Supplied material:

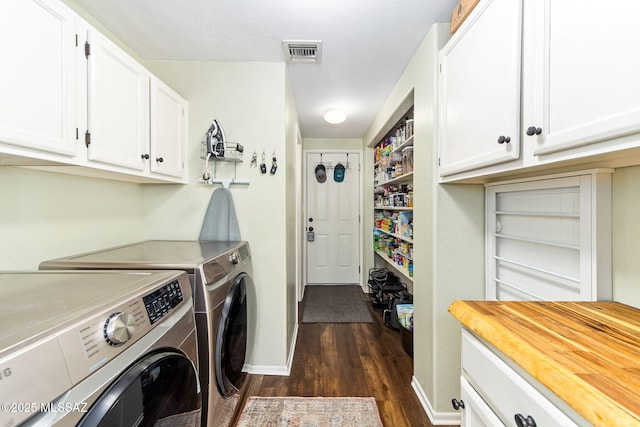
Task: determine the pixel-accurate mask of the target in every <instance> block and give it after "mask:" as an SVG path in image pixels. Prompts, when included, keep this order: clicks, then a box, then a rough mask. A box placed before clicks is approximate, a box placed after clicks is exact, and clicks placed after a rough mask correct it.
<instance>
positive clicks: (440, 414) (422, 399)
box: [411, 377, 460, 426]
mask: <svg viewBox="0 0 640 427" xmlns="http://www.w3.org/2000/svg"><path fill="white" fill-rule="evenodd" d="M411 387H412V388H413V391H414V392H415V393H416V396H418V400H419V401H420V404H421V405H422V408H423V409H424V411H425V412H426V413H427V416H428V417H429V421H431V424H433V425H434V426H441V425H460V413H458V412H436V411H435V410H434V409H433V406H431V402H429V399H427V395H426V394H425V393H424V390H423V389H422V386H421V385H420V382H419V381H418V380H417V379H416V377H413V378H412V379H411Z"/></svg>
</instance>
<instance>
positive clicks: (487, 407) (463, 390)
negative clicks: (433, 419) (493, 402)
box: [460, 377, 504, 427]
---
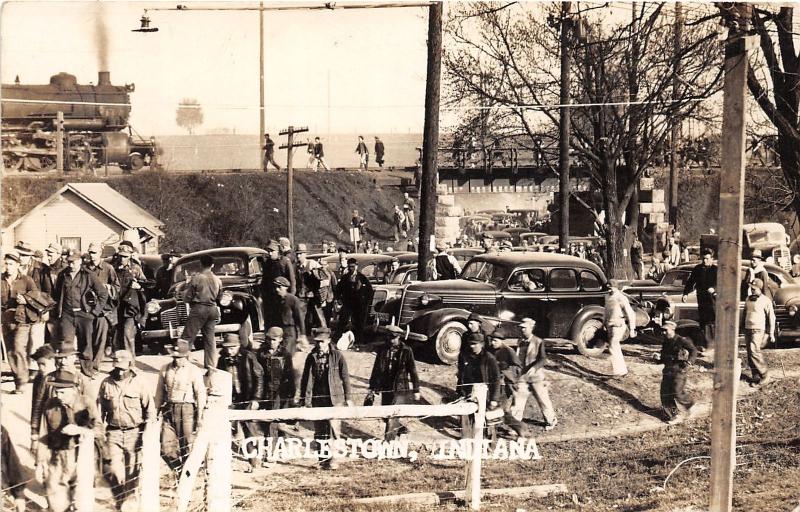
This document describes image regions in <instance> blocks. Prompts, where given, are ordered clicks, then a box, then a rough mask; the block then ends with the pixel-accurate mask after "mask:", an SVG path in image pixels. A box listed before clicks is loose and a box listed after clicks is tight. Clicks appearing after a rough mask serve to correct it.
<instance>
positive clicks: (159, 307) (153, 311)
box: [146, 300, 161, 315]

What to work on: A single number is the whole answer: how many lines of the records contain the word "positive".

Answer section: 3